━━ EXTRAIT DE PAGE ━━
Il y a un trop grand nombre de livres adoptés par le Conseil de l'instruction publique, dit-on, soit, mais il est facile de la diminuer, de la réduire à sa plus simple expression. Le travail d'émondage est d'ailleurs commencé et sera bientôt terminé.

Les livres sont différents dans les écoles d'une même commission scolaire. Que l'on fasse l'instruction des contribuables et quand ces derniers sauront que les commissaires ont le droit d'exiger que dans les écoles sous leur contrôle, on ne se serve que des livres autorisés et que ces livres doivent être les mêmes pour toutes les écoles de la municipalité, ils s'adresseront à leurs mandataires pour leur faire observer cette prescription de la loi.

Et ainsi, sans heurt ni violence, disparaîtront les abus, cesseront les plaintes, s'opérera une réforme désirable, tout en conservant intact notre système scolaire et respectant les droits acquis.
━━━
━━ BLOC DE DONNÉES ━━
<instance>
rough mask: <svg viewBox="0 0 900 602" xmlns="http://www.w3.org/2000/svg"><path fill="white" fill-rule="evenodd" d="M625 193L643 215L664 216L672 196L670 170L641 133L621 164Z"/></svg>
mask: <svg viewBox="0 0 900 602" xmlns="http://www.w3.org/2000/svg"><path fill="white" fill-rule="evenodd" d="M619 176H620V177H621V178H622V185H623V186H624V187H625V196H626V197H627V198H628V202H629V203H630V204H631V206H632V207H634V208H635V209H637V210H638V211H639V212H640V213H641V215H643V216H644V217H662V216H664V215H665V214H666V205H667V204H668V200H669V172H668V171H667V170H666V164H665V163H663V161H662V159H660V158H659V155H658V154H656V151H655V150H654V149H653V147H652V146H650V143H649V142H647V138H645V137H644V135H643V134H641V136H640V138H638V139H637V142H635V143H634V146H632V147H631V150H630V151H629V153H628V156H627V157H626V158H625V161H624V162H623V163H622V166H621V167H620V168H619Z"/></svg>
━━━
▶ [OBJECTIF DE L'EXERCICE]
Réécrivez le passage de l'extrait sur les livres scolaires, de « Il y a un trop » à « les droits acquis. », en remplaçant « livres » par « manuels ».

▶ [RÉPONSE RÉDIGÉE]
Il y a un trop grand nombre de manuels adoptés par le Conseil de l'instruction publique, dit-on, soit, mais il est facile de la diminuer, de la réduire à sa plus simple expression. Le travail d'émondage est d'ailleurs commencé et sera bientôt terminé.

Les manuels sont différents dans les écoles d'une même commission scolaire. Que l'on fasse l'instruction des contribuables et quand ces derniers sauront que les commissaires ont le droit d'exiger que dans les écoles sous leur contrôle, on ne se serve que des manuels autorisés et que ces manuels doivent être les mêmes pour toutes les écoles de la municipalité, ils s'adresseront à leurs mandataires pour leur faire observer cette prescription de la loi.

Et ainsi, sans heurt ni violence, disparaîtront les abus, cesseront les plaintes, s'opérera une réforme désirable, tout en conservant intact notre système scolaire et respectant les droits acquis.